* [BRIEF 1]
Set down the rows below without alteration, beginning at the line that has "bbox request gold brooch pin" and stopping after the line that has "[0,114,58,142]", with both of those lines included. Omit the picture lines from your answer.

::::::::

Clay County Histories
Markus Krueger | Program Director HCSCC
Six miles outside Stolp, Germany, 1944. Gus Pederson was a Prisoner of War in an Arbeitskommando (work camp) near the Baltic Sea, close enough to Danzig to hear American bombs falling on the city. After he was captured in Sicily, Gus spent about two weeks in a boxcar full of POWs as they travelled through Italy and Germany. He ended up working at a farm, which, for a 25-year-old farm kid from Barnesville, was not the worst place to spend 1944. Not far from him, Nazis were murdering and starving Russian and Polish POWs, and in the nearby Stutthof Concentration Camp, 65,000 people were murdered because they were born Jewish, or gay, or because they had political beliefs that Nazis don’t like. “That farm wasn’t too bad a place,” Gus reflected as an old man.
Why was he working on a farm? Because all the men in Germany were fighting the war, so they had to kidnap people – POWs, civilians, Jews – to work their farms and factories. At that same time, Moorhead had a camp of 150 German POWs working on farms around Clay County. It sure would be more efficient if nobody started wars so everybody could just work on their OWN farms!
On this farm, Gus shared a house was 13 kidnapped Ukrainian civilians, 5 kidnapped French civilians, 29 American POWs, a German family and farm foreman, and usually only an old man as a guard. They all spoke to each other in German, so Gus learned his third language. His family spoke Norwegian at home, he learned English in school, and he spoke German as a POW.

::::::::

* [BRIEF 2]
From the account of Gus Pederson, extract the passage beginning at the words "Why was he working" and stopping after "German as a POW.".

::::::::

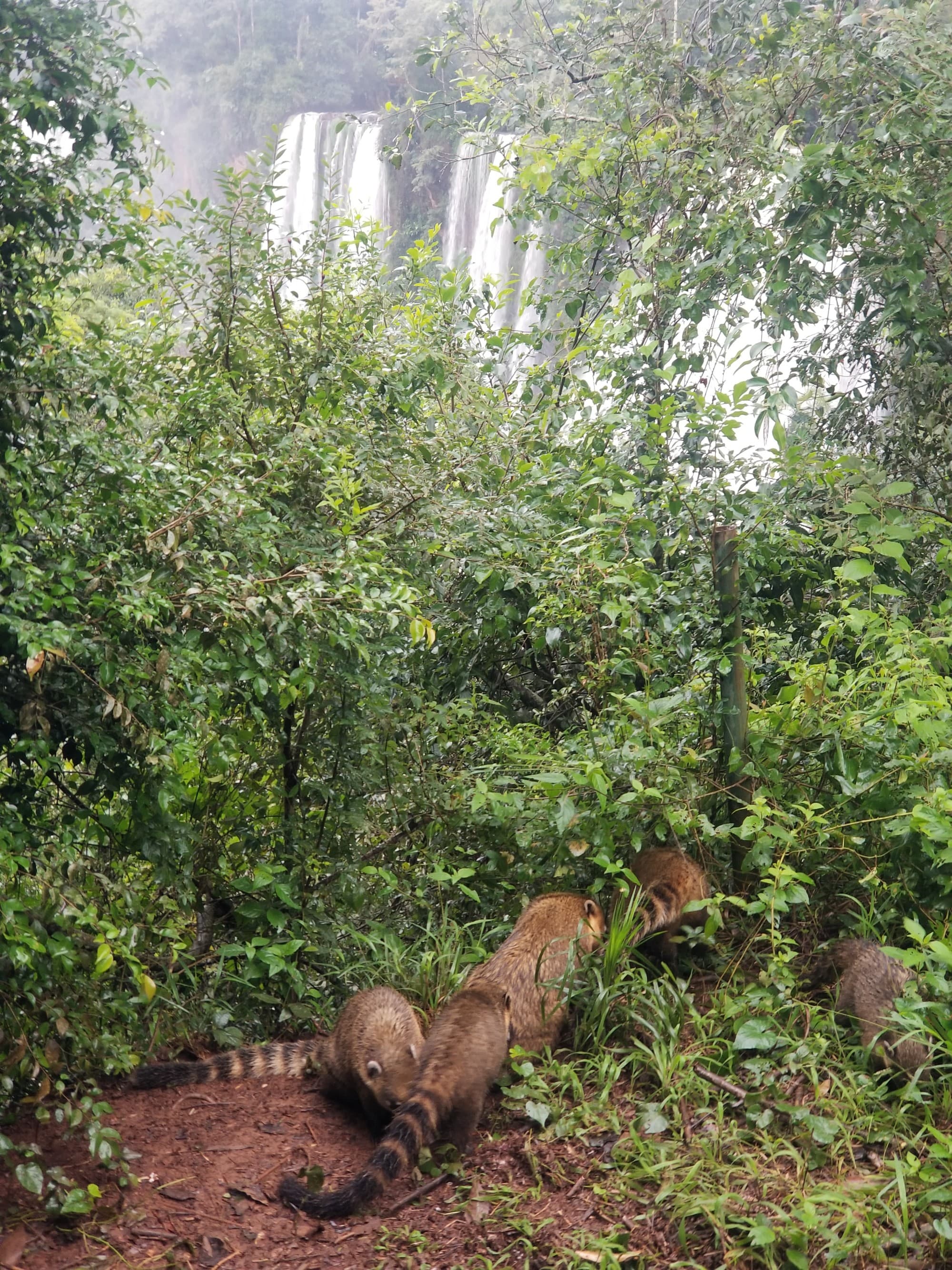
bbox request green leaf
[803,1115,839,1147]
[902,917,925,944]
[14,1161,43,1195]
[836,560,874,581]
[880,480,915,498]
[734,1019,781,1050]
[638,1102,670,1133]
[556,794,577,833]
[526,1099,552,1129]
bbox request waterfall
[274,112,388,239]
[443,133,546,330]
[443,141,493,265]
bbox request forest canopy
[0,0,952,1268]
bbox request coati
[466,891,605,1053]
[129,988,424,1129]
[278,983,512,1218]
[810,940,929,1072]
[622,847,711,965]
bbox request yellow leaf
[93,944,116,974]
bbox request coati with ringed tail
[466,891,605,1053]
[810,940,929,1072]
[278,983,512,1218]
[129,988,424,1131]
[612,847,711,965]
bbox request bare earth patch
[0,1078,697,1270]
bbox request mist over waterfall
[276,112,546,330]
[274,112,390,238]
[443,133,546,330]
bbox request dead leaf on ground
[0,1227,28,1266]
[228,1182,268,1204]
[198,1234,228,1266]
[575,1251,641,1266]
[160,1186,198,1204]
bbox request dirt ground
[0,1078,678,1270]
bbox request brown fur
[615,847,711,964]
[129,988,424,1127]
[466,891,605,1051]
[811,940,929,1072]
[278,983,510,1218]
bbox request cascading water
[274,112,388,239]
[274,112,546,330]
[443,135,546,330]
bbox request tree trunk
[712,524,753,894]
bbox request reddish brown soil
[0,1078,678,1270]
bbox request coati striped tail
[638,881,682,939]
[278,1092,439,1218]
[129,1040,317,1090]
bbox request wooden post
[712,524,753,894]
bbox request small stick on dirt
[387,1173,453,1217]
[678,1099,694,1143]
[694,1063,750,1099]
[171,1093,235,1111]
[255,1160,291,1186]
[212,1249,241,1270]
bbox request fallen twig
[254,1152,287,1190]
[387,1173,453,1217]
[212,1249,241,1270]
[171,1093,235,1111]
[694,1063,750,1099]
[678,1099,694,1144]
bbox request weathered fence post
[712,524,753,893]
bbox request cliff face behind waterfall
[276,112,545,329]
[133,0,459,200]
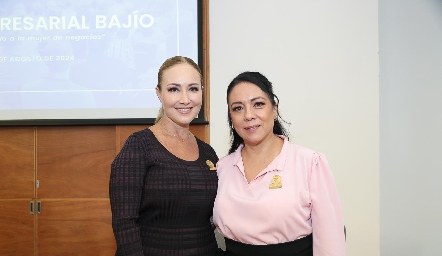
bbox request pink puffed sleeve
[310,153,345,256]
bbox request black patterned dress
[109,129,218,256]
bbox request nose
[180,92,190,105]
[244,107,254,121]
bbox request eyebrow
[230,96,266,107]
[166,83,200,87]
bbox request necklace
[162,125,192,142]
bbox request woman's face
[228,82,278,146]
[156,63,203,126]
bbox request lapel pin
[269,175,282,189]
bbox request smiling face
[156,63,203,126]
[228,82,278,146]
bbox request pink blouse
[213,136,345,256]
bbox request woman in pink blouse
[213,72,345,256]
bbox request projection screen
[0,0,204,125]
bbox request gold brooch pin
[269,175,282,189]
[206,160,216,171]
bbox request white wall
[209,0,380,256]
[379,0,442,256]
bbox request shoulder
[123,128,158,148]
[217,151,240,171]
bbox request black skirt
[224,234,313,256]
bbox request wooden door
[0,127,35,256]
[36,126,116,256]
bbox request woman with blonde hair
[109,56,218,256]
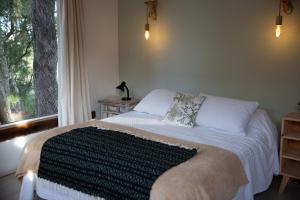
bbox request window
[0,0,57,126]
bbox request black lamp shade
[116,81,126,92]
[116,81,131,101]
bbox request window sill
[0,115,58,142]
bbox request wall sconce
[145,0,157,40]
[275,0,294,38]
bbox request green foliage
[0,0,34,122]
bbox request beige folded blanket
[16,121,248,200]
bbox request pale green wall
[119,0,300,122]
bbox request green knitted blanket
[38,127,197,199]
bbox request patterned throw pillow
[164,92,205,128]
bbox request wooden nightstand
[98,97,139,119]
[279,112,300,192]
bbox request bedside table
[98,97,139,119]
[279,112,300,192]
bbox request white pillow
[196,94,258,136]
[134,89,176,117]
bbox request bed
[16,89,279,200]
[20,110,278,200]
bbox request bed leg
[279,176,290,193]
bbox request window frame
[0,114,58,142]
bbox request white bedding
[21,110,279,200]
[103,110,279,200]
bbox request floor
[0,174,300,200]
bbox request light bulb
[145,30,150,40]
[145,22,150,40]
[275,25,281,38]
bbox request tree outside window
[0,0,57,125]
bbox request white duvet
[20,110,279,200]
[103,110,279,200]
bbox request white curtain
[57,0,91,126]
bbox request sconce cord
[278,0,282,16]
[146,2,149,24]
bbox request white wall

::::::::

* [FULL RESPONSE 1]
bbox request gold brooch pin
[269,175,282,189]
[206,160,216,171]
bbox request white wall
[209,0,380,256]
[379,0,442,256]
bbox request shoulder
[123,128,158,148]
[217,151,240,171]
bbox request black skirt
[224,234,313,256]
bbox request wooden door
[0,127,35,256]
[36,126,116,256]
bbox request woman with blonde hair
[109,56,218,256]
bbox request window
[0,0,57,126]
bbox request black lamp shade
[116,81,126,92]
[116,81,131,101]
bbox request window sill
[0,115,58,142]
bbox request wall sconce
[145,0,157,40]
[275,0,294,38]
bbox request green foliage
[0,0,34,122]
bbox request beige folded blanket
[16,121,248,200]
bbox request pale green wall
[119,0,300,122]
bbox request green knitted blanket
[38,127,197,199]
bbox request patterned throw pillow
[164,92,205,128]
bbox request wooden nightstand
[98,97,139,119]
[279,112,300,192]
bbox request bedside table
[98,97,139,119]
[279,112,300,192]
bbox request white pillow
[196,94,258,136]
[134,89,176,117]
bbox request bed
[16,89,279,200]
[20,110,278,200]
bbox request bed leg
[279,176,290,193]
bbox request window frame
[0,114,58,142]

* [FULL RESPONSE 2]
Why was he working on a farm? Because all the men in Germany were fighting the war, so they had to kidnap people – POWs, civilians, Jews – to work their farms and factories. At that same time, Moorhead had a camp of 150 German POWs working on farms around Clay County. It sure would be more efficient if nobody started wars so everybody could just work on their OWN farms!
On this farm, Gus shared a house was 13 kidnapped Ukrainian civilians, 5 kidnapped French civilians, 29 American POWs, a German family and farm foreman, and usually only an old man as a guard. They all spoke to each other in German, so Gus learned his third language. His family spoke Norwegian at home, he learned English in school, and he spoke German as a POW.